• **YOUR GOAL**:
Please return, word for word, the part of the disaster-preparedness article below that opens with the words containing "The corps has" and closes with "neighborhood response teams.".

Mayor Anthony A. Williams (D) is leading a renewed campaign to educate citizens on how to prepare for disaster with a series of citywide meetings this week, including one tonight in Southwest.

The meetings are intended to address public concerns about potential terrorist attacks, increase neighborhood-level emergency preparedness and recruit volunteers to the District's Citizen Corps program. The sessions build on 16 community meetings held last September that drafted community-level emergency plans for the city's 39 neighborhoods.

"Many of you have raised questions about what would happen in your home and your neighborhood if the District of Columbia faced a major disaster such as a terrorist attack or a major snowstorm," Williams explained in a letter sent to 700 community leaders last week.

The mayor said officials would answer questions such as, "How do you prepare for an emergency? How does the city's evacuation plan work? What does Code Orange mean for me and my family? What will happen in my neighborhood to help residents get through an emergency?"

"The effectiveness of our response in an emergency depends on your involvement. Please attend," Williams wrote.

City emergency management, health, transportation and public safety officials joined the mayor at the first meeting for downtown constituents Monday at the Washington Plaza Hotel on Thomas Circle. Another was planned for last night at Allen Chapel AME in Anacostia. Four more meetings, including tonight's 6:30 p.m. session at the River Park Mutual Homes community center, have been scheduled.

The Citizen Corps initiative, which is run by the D.C. Commission on National and Community Service, and the D.C. Emergency Management Agency teamed up to organize the meetings. The agency is working to increase public input into local emergency planning. The corps is training volunteers to be reserve police, firefighters, paramedics and medical workers.

The Emergency Management Agency is asking residents to refine 39 plans developed during a series of training and planning meetings last fall. The work, done by Kroll Associates, cost $800,000 and was funded by a federal grant that expired Sept. 30.

While the effort identified 600 activists, some participants later expressed disappointment that the project "evaporated" or was a "waste of time," in the words of one.

Ricki Green, a television producer who attended a session for the Cleveland Park area last fall, recalled, "We simply were asked to tell some consultants from New York where landmarks were in our area -- 'Really, the National Cathedral is around here?' " Green said. "We were told we would be contacted about being trained to ready and staff a neighborhood communications center or evacuation center if needed. None of us ever heard from the D.C. government again."

The effort has been reorganized and relaunched with the Citizen Corps effort.

"This second round of community meetings will give us the opportunity to validate our plans. We'll also use this opportunity to continue to educate citizens about preparedness and response," said Peter G. LaPorte, director of the Emergency Management Agency.

The corps has set a goal of recruiting 700 citizen volunteers, including 200 senior volunteers, and training 600 people to help perform basic first aid and fire and rescue work in their neighborhoods.

The D.C. commission has received $400,000 from the Corporation for National and Community Service to carry out its work, plus $34,738 to create a governing council of representatives from 24 civic and nonprofit organizations, and $147,684 to train neighborhood response teams.

• **EXCERPTED RECORDS**:

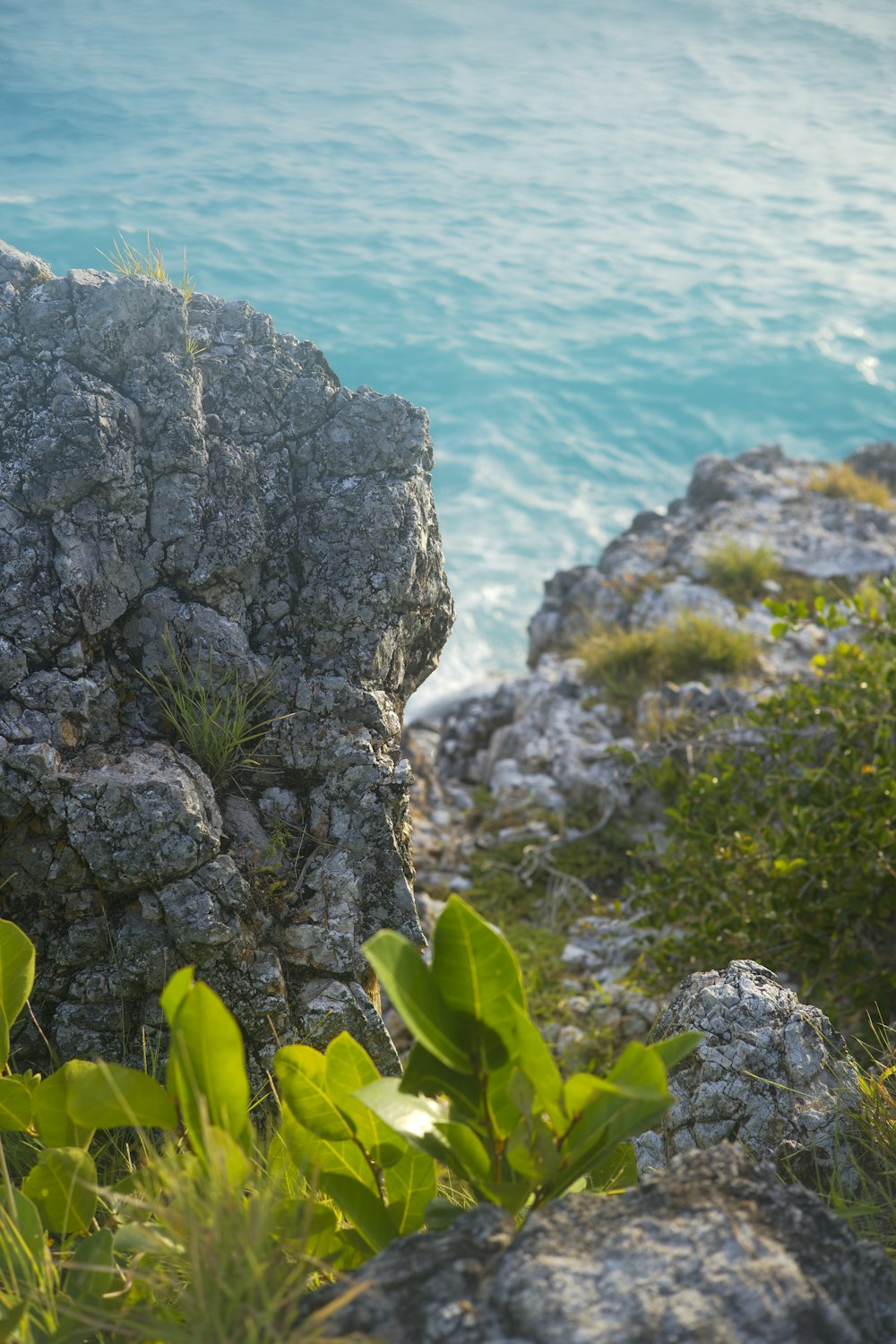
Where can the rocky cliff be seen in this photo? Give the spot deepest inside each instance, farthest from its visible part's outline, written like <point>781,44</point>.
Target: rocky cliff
<point>241,513</point>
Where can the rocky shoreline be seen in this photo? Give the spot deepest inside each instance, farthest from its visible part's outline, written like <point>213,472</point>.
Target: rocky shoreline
<point>238,521</point>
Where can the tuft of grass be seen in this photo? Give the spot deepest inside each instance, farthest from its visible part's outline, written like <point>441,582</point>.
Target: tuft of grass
<point>842,481</point>
<point>126,260</point>
<point>626,663</point>
<point>742,572</point>
<point>217,719</point>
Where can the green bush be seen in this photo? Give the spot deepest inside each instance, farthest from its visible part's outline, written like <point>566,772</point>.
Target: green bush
<point>740,572</point>
<point>783,849</point>
<point>214,1234</point>
<point>626,663</point>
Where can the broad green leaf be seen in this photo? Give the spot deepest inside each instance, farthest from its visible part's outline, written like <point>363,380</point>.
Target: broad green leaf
<point>91,1271</point>
<point>175,992</point>
<point>417,997</point>
<point>62,1185</point>
<point>51,1116</point>
<point>468,1153</point>
<point>301,1073</point>
<point>362,1206</point>
<point>426,1075</point>
<point>23,1242</point>
<point>16,972</point>
<point>314,1156</point>
<point>675,1048</point>
<point>15,1104</point>
<point>207,1066</point>
<point>410,1187</point>
<point>107,1096</point>
<point>349,1069</point>
<point>536,1062</point>
<point>476,970</point>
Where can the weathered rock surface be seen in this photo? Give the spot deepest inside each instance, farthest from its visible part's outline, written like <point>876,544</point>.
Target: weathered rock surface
<point>246,504</point>
<point>716,1250</point>
<point>771,1073</point>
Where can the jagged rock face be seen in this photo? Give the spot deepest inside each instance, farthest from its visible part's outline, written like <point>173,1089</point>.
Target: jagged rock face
<point>716,1250</point>
<point>247,507</point>
<point>771,1073</point>
<point>761,497</point>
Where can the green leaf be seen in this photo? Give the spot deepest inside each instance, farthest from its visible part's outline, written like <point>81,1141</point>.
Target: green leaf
<point>429,1077</point>
<point>349,1069</point>
<point>207,1067</point>
<point>23,1244</point>
<point>411,1117</point>
<point>301,1073</point>
<point>417,997</point>
<point>410,1187</point>
<point>359,1203</point>
<point>50,1099</point>
<point>536,1062</point>
<point>16,972</point>
<point>108,1096</point>
<point>616,1171</point>
<point>15,1105</point>
<point>62,1185</point>
<point>675,1048</point>
<point>476,970</point>
<point>91,1271</point>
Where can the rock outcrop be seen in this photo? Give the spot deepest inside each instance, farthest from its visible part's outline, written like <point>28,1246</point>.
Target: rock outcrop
<point>716,1249</point>
<point>277,532</point>
<point>771,1073</point>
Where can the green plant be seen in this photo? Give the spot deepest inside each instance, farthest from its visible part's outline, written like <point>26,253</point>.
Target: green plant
<point>482,1094</point>
<point>214,715</point>
<point>740,572</point>
<point>126,260</point>
<point>783,849</point>
<point>840,480</point>
<point>626,663</point>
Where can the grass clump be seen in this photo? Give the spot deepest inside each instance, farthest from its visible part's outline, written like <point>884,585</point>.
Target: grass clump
<point>842,481</point>
<point>740,572</point>
<point>215,717</point>
<point>626,663</point>
<point>126,260</point>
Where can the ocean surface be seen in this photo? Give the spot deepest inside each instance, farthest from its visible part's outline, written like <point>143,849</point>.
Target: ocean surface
<point>595,238</point>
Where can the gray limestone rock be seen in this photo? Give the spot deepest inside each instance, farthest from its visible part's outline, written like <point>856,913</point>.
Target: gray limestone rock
<point>715,1250</point>
<point>276,530</point>
<point>771,1073</point>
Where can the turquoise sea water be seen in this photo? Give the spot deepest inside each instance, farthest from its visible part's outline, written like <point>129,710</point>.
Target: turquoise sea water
<point>597,238</point>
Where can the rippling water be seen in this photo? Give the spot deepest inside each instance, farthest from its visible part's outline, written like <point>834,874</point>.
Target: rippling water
<point>597,238</point>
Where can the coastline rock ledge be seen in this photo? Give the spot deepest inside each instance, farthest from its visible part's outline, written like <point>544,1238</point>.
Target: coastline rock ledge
<point>276,532</point>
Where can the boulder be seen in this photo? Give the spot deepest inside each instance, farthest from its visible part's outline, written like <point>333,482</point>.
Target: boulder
<point>246,513</point>
<point>770,1073</point>
<point>716,1249</point>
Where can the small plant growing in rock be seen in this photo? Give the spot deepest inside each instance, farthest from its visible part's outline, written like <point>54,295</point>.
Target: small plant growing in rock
<point>126,260</point>
<point>214,715</point>
<point>740,572</point>
<point>626,663</point>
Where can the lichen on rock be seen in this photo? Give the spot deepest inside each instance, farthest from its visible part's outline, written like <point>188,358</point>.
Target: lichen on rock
<point>261,515</point>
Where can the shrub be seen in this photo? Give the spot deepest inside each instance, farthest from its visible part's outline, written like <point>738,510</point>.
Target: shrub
<point>215,1236</point>
<point>840,480</point>
<point>626,663</point>
<point>783,849</point>
<point>742,572</point>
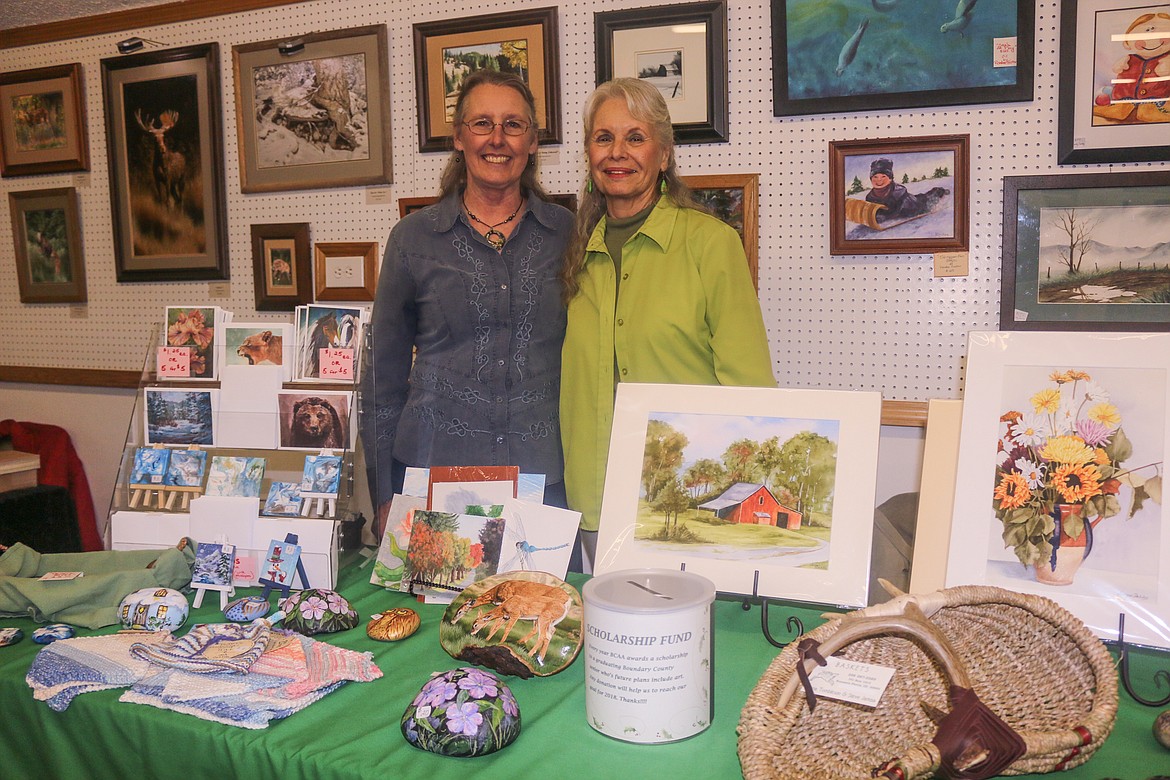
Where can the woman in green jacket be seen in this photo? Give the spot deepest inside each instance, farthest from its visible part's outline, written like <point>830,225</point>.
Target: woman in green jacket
<point>658,289</point>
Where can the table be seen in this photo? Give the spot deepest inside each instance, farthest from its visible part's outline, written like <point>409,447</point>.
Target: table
<point>355,731</point>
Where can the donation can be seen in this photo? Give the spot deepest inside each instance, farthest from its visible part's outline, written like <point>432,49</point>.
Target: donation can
<point>648,635</point>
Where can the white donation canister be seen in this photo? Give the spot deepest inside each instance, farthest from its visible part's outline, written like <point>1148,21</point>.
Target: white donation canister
<point>648,635</point>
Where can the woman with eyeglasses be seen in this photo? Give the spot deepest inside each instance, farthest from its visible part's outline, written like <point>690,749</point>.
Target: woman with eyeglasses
<point>658,289</point>
<point>469,288</point>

• **REPLY TO THE EXERCISE**:
The corps has set a goal of recruiting 700 citizen volunteers, including 200 senior volunteers, and training 600 people to help perform basic first aid and fire and rescue work in their neighborhoods.

The D.C. commission has received $400,000 from the Corporation for National and Community Service to carry out its work, plus $34,738 to create a governing council of representatives from 24 civic and nonprofit organizations, and $147,684 to train neighborhood response teams.